(SOURCE MATERIAL Opens)

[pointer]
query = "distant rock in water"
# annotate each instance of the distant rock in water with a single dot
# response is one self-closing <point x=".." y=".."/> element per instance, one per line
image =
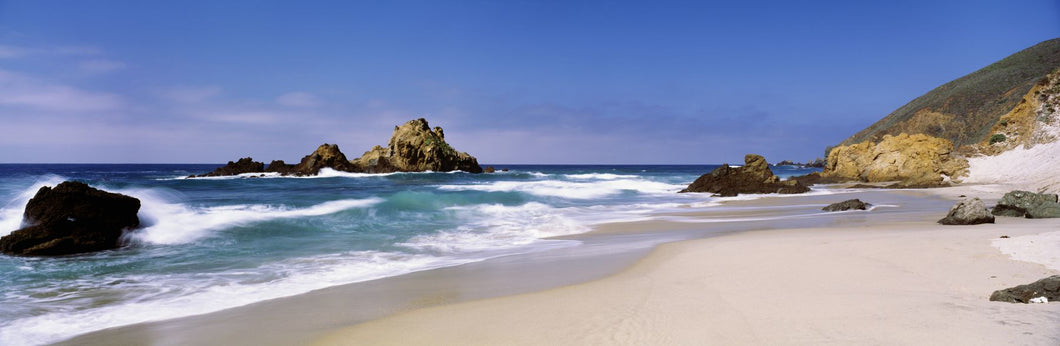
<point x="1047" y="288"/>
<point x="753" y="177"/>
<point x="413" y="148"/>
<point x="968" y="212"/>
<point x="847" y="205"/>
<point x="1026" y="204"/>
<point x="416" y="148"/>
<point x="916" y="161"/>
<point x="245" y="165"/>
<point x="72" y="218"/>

(SOURCE MATERIAL Closes)

--- TASK TO COMPLETE ---
Out of the records above, pick each line that contains the string "distant".

--- ANSWER AREA ---
query = "distant rock in water"
# annotate each instance of the distant rock in water with a single dot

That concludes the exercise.